(Source records)

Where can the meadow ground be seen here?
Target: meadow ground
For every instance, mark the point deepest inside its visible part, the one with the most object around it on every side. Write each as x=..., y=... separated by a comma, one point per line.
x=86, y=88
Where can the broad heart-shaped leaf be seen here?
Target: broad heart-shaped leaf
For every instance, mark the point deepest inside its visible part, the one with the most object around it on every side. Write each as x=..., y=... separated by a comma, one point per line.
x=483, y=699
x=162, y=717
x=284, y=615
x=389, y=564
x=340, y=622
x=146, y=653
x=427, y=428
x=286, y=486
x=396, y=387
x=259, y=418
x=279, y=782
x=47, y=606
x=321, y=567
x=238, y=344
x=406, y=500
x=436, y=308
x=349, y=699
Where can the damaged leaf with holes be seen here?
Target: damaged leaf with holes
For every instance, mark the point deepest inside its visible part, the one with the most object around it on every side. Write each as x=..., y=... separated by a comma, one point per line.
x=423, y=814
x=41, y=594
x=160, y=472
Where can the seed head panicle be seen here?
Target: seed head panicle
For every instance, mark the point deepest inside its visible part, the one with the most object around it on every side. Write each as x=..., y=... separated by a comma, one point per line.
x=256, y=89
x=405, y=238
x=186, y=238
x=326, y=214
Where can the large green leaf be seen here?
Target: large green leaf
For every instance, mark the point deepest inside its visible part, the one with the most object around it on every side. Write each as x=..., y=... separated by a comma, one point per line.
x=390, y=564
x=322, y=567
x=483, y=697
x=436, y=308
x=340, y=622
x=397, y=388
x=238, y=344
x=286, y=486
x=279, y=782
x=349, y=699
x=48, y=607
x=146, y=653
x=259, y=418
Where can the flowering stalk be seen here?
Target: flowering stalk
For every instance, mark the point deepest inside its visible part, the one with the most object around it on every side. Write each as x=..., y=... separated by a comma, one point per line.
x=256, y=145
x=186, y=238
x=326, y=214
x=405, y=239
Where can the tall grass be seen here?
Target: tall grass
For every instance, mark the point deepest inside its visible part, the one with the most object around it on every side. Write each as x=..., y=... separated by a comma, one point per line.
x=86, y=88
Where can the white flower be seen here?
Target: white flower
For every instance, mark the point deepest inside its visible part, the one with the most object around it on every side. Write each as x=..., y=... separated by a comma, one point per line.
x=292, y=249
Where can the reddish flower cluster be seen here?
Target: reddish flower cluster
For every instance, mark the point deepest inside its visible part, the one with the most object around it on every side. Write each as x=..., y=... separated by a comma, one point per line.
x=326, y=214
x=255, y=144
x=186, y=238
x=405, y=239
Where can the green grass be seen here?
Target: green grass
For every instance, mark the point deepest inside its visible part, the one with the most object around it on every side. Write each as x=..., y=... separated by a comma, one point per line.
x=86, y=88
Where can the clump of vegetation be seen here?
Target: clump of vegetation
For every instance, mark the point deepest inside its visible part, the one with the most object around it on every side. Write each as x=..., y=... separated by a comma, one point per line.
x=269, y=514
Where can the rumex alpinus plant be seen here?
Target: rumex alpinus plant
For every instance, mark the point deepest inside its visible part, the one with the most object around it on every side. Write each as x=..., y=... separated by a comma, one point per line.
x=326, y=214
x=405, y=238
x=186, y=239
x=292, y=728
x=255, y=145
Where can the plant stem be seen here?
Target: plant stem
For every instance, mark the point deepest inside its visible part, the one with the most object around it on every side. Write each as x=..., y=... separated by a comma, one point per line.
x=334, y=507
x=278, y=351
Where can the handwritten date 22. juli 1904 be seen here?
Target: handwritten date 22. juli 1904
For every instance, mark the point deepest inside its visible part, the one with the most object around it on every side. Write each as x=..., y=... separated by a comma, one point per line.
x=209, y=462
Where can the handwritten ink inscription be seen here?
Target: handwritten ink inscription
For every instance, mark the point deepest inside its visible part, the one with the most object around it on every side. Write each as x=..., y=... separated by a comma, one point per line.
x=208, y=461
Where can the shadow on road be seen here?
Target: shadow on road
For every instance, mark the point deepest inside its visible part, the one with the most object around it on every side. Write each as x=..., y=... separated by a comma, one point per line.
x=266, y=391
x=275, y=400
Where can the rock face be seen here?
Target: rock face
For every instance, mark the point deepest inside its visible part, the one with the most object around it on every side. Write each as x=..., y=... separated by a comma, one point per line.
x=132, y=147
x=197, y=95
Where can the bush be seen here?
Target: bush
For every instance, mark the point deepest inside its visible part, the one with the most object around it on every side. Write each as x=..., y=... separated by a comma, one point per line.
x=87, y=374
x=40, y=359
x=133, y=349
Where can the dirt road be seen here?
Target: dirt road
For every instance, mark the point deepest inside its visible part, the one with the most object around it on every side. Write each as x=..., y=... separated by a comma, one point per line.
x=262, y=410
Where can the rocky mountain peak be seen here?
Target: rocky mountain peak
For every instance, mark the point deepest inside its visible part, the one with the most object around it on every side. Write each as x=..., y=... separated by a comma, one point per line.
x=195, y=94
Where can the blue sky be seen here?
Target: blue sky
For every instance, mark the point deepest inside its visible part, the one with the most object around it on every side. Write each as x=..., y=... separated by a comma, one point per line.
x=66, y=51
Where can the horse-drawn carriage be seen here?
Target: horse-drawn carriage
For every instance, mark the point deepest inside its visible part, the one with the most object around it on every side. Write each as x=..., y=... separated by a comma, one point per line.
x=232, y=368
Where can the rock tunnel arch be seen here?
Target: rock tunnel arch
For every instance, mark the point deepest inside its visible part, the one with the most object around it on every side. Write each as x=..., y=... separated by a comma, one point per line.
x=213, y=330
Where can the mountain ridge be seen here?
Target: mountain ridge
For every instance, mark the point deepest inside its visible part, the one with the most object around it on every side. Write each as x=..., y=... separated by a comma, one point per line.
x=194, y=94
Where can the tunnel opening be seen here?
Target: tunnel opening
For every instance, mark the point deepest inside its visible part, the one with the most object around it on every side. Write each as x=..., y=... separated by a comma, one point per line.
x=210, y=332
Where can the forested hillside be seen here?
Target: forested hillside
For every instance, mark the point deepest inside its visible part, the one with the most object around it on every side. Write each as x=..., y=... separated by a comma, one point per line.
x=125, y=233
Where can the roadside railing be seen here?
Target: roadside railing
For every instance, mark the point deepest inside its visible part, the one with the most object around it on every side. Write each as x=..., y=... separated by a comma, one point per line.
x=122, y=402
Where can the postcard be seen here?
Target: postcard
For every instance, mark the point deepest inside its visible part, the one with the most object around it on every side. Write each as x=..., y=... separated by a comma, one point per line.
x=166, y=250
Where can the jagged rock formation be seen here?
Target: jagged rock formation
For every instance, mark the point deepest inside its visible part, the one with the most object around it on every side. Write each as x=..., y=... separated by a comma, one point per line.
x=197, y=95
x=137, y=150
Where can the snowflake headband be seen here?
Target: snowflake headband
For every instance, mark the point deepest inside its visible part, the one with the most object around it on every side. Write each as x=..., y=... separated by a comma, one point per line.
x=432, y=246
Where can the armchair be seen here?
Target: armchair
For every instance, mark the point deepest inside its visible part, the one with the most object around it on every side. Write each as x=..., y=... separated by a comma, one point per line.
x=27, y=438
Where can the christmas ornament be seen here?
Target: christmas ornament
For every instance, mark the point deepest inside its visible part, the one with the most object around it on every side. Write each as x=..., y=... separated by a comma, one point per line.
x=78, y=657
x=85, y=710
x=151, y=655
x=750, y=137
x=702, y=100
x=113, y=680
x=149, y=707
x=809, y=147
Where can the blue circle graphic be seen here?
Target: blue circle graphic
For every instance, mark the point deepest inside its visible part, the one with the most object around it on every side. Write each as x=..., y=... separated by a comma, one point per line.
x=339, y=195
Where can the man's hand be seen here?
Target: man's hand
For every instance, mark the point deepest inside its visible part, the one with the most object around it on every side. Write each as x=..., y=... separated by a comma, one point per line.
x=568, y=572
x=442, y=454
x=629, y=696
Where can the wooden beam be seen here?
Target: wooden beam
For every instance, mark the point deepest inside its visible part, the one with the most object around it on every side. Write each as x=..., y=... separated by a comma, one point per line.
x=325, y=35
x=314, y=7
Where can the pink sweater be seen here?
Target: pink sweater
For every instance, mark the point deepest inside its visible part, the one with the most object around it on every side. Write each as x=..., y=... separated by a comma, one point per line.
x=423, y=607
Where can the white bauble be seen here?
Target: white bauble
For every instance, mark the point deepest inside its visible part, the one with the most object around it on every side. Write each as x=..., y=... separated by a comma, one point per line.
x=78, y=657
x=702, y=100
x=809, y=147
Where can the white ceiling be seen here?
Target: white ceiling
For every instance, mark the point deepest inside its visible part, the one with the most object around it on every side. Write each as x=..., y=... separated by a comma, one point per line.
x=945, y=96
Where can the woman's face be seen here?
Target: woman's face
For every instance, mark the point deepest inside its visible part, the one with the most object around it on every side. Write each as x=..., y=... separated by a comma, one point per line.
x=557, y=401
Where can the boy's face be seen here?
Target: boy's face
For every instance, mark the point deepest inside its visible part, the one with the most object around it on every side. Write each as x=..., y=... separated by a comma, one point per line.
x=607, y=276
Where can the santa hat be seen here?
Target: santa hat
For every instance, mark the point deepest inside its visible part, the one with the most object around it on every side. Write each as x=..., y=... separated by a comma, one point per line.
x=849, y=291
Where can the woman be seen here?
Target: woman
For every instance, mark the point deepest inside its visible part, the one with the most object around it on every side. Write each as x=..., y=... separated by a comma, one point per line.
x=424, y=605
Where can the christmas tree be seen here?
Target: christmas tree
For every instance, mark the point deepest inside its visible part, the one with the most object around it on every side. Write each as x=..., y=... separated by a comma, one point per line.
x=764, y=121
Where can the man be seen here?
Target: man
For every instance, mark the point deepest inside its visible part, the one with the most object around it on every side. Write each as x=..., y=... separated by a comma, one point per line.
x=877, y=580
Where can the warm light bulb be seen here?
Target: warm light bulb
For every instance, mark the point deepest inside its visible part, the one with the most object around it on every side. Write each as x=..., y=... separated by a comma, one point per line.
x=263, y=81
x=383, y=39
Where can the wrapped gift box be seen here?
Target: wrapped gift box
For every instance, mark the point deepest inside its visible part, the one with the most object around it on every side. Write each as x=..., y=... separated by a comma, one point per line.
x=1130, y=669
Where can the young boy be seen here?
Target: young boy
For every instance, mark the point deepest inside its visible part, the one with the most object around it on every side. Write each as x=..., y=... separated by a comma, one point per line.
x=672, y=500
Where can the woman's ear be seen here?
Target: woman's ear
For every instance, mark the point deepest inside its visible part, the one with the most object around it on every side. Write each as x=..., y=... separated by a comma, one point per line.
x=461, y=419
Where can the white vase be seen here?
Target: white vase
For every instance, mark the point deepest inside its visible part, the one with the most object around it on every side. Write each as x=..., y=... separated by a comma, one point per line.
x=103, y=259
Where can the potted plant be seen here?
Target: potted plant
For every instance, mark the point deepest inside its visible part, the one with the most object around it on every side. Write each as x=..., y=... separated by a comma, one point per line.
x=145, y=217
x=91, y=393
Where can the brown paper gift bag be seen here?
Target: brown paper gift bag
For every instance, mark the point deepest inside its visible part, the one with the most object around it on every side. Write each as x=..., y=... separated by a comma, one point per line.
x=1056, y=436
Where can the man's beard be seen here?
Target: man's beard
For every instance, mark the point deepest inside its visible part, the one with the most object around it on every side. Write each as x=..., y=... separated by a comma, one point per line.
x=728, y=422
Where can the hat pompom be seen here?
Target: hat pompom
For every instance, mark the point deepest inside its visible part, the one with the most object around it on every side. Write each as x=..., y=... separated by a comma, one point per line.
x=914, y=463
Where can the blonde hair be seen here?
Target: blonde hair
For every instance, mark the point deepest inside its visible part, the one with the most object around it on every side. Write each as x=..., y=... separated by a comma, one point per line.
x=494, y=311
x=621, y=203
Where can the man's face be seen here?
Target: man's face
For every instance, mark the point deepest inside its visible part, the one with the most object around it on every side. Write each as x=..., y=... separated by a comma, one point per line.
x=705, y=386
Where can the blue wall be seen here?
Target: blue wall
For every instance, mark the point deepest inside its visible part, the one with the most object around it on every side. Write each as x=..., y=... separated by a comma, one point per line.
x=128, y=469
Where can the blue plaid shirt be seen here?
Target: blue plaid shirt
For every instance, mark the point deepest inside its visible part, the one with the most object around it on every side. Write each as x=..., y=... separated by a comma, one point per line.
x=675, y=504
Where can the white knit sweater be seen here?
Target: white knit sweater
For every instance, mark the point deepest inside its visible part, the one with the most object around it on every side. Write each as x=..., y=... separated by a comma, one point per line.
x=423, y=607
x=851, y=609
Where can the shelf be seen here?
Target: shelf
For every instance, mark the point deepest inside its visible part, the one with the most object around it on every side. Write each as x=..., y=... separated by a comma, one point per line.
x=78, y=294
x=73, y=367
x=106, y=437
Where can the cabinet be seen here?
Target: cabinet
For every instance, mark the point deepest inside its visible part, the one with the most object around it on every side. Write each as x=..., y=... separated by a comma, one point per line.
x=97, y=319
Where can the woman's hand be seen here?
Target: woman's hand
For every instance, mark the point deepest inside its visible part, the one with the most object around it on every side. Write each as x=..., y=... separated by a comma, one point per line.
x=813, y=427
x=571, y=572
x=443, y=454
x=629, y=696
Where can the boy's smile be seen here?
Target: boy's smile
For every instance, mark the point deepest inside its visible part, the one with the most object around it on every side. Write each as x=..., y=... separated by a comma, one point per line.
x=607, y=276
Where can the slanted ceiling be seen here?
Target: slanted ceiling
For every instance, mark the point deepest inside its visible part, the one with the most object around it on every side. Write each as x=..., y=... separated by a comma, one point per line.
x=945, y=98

EXERCISE PROMPT:
The response must consist solely of the lines from the first line of the entries through the line containing "Target: broad heart-shaped leaf", repeated exactly.

YOUR RESPONSE:
Where can the meadow ground be seen here?
Target: meadow ground
For every instance, mark the point deepest inside its visible part, the one with the most object around it on every side. Write each as x=..., y=... separated by a comma, one point per line.
x=86, y=88
Where can the broad heart-shaped leaf be seen here?
Target: broad heart-shaped leaf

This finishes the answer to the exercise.